DETALLES DEL EJERCICIO
Por favor, transcribe sin ningún cambio el fragmento del texto proporcionado que va desde "Alguien que nunca" hasta "y a su arte.", ambos incluidos.

TEXTO PROPORCIONADO
Desde que tengo uso de razón el
arte está presente en mi vida. De una manera o de otra he nacido para venerar
la creación como ejercicio poético que lo abarca todo. La raíz de mis valores
se basa en el enaltecimiento de la belleza ficticia que supone una obra de
arte. Nací entre esculturas clásicas que
no me atrevía a tocar desde niño, formas que de una extraña manera veneraba,
consciente de que por mucho que me esforzara jamás sería capaz de comprender el
sentido de esa representación humana, y sin embargo, perfecta. Los matices que recorrían cada pliego, cada
veta de madera, suponían un universo distinto al de la realidad que se abría
ante mis ojos, ese espacio en el que estamos condenados a convivir de la mejor
manera posible. Rápidamente comprendí sin saberlo, que esa extraña capacidad de
esculpir convirtiendo un trozo de caoba,
una roca como el bronce, un pedazo de animal como el marfil, en una
manifestación abstracta y expresiva, no estaba al alcance de cualquiera. Me
enfrentaba a un poder desconocido, una forma innata de vivir entregado a un
don, un hombre distinto. Ese hombre era mi abuelo, aquél que me crió mirándome
a los ojos. Aquél que solo ansiaba convertirme en alguien fiel a mí mismo, que
me enseñó el poder que supone hacer las cosas bien, ser fuerte y consecuente.
Alguien que nunca pidió nada a cambio, salvo un hogar y cierta tranquilidad
para componer sus geniales relieves. Un genio y un hombre, un artista y un
imaginero. La persona más bondadosa que para mí jamás haya pisado la tierra.
Pues este hombre estaba casado
con mi abuela a quién adoraba, tanto como a sus hijas y nietos y a su arte.

(Entradas tomadas de una colección)
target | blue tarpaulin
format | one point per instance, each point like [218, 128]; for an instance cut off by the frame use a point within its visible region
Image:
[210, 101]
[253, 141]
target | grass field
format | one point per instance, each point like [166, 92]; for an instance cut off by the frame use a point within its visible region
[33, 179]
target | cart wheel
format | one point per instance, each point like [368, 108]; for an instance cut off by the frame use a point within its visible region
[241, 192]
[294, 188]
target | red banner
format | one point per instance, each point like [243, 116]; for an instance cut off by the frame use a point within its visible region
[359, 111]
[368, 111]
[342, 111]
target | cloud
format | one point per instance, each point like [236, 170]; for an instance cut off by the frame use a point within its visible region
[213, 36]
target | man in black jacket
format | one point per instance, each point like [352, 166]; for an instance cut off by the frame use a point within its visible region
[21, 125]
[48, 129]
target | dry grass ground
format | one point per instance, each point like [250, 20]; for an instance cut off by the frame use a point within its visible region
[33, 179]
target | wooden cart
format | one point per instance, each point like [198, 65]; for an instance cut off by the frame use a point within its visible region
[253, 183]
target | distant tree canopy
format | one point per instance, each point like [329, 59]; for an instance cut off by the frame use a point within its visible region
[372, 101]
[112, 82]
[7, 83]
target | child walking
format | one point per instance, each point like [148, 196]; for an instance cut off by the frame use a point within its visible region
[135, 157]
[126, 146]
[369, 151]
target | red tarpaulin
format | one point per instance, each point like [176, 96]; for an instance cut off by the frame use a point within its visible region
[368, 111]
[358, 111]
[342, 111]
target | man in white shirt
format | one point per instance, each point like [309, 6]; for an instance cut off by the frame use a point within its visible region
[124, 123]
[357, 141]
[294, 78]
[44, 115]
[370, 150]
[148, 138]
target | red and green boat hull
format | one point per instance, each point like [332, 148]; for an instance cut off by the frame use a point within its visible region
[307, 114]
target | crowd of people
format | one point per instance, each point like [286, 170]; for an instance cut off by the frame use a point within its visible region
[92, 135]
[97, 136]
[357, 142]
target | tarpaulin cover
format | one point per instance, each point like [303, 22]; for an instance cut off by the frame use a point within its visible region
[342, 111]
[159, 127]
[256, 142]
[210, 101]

TU SOLUCIÓN
Alguien que nunca pidió nada a cambio, salvo un hogar y cierta tranquilidad
para componer sus geniales relieves. Un genio y un hombre, un artista y un
imaginero. La persona más bondadosa que para mí jamás haya pisado la tierra.
Pues este hombre estaba casado
con mi abuela a quién adoraba, tanto como a sus hijas y nietos y a su arte.